(Coordinate annotation records)
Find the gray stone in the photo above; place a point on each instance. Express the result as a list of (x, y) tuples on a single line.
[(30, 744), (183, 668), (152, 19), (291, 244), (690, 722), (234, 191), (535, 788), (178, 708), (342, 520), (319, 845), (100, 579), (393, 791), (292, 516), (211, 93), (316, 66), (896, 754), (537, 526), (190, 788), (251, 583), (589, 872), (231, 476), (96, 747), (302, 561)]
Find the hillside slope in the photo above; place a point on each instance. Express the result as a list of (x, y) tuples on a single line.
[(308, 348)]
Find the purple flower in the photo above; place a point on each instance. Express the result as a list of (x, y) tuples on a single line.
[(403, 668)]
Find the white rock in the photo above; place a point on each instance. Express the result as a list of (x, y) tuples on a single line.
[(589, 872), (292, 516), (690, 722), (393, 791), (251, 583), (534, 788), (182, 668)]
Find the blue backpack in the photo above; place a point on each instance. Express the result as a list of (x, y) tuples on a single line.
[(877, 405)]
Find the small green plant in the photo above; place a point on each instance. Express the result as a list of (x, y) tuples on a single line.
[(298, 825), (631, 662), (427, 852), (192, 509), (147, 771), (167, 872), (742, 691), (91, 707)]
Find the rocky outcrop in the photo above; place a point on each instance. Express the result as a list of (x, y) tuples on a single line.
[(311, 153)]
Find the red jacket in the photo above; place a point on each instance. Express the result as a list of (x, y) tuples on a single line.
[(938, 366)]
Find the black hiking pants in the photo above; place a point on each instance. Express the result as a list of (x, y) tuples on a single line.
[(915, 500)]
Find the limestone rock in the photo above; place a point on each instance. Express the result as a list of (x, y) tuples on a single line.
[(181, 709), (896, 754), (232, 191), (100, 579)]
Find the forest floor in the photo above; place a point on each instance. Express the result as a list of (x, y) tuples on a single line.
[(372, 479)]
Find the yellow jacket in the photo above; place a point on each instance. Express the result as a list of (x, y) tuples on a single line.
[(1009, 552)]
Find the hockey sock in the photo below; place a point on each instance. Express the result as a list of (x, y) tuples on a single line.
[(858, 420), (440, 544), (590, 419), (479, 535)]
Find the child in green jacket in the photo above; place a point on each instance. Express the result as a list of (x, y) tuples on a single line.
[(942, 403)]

THE TASK:
Copy out the material word for word, beginning at the line that contains "Find the hockey" and continuing through the end of the material.

SOLUTION FOR THIS PROBLEM:
Find the hockey sock in the photo below; place a point on each instance. Express the result as a list of (x, y) tuples on a single line.
[(858, 420), (440, 544), (590, 419), (479, 535)]
Find the child in green jacket in the photo above; place a point on each instance. Express the result as a list of (x, y) tuples on a single line.
[(942, 403)]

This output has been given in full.